>> begin
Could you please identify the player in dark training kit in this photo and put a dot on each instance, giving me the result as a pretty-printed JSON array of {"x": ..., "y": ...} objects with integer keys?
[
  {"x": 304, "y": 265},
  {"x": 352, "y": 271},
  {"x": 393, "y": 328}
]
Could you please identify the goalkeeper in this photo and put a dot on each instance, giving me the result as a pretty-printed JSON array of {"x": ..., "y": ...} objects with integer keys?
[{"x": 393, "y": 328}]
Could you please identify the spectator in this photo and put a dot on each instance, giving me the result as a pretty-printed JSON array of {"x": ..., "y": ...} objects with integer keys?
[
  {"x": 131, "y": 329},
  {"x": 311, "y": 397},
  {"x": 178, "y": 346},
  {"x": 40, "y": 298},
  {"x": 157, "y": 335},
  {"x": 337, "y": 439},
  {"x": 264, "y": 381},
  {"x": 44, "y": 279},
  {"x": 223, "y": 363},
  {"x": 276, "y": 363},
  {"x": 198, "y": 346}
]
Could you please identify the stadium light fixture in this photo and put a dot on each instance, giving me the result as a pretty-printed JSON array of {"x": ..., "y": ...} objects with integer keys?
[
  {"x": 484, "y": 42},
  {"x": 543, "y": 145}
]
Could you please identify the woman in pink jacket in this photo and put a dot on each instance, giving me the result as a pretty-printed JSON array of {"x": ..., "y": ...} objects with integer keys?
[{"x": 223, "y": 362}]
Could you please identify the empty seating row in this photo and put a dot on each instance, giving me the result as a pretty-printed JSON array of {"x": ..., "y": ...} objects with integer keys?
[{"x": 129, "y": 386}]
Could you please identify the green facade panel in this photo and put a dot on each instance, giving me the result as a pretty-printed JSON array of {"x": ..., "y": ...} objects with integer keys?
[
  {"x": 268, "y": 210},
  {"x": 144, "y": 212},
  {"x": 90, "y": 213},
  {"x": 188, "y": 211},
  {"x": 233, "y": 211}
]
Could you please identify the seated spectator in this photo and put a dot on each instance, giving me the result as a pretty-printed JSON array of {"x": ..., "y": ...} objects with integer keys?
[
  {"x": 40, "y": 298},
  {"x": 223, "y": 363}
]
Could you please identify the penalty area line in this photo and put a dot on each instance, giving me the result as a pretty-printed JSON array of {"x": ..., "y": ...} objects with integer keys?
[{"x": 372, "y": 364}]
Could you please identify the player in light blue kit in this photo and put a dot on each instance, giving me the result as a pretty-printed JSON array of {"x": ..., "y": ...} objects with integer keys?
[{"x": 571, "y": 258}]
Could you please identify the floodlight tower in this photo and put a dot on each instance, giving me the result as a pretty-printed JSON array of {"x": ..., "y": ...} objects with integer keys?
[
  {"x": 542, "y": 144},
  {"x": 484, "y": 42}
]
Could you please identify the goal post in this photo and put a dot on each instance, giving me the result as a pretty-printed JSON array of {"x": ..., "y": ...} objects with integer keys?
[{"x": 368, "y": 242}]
>> end
**Stated goal:**
Repeat exactly the lines from the line containing "Could you please identify the seated" through the last line of the records above, including both, and nothing else.

**Solution to this problem:**
Could you please identify the seated spectator in this photo and put a dot on each instance, giving me the result as a pretty-printed JSON array of {"x": ..., "y": ...} objects with integer keys?
[
  {"x": 40, "y": 298},
  {"x": 223, "y": 363}
]
Could you please identify the penalty area line in this photo and put a dot on each instance, giving me the result as a pretty-printed JSON array of {"x": ..., "y": ...} objects with integer keys?
[{"x": 372, "y": 364}]
Could you please identify the player in light blue kit in this photo and put a dot on each instance, giving me the result as a pretty-printed JSON array of {"x": ..., "y": ...} objects with integer keys?
[{"x": 571, "y": 258}]
Could you please identify the floodlight tower in this photo and put a dot on each instance, giving me the result as a pretty-printed JSON array of {"x": ..., "y": ...} objects with integer keys?
[
  {"x": 542, "y": 144},
  {"x": 484, "y": 42}
]
Could you please identify the goal post in this photo and put a dot on each instance, giving me the result as a pretty-printed JSON array of {"x": ..., "y": ...} objects with integer keys?
[{"x": 368, "y": 242}]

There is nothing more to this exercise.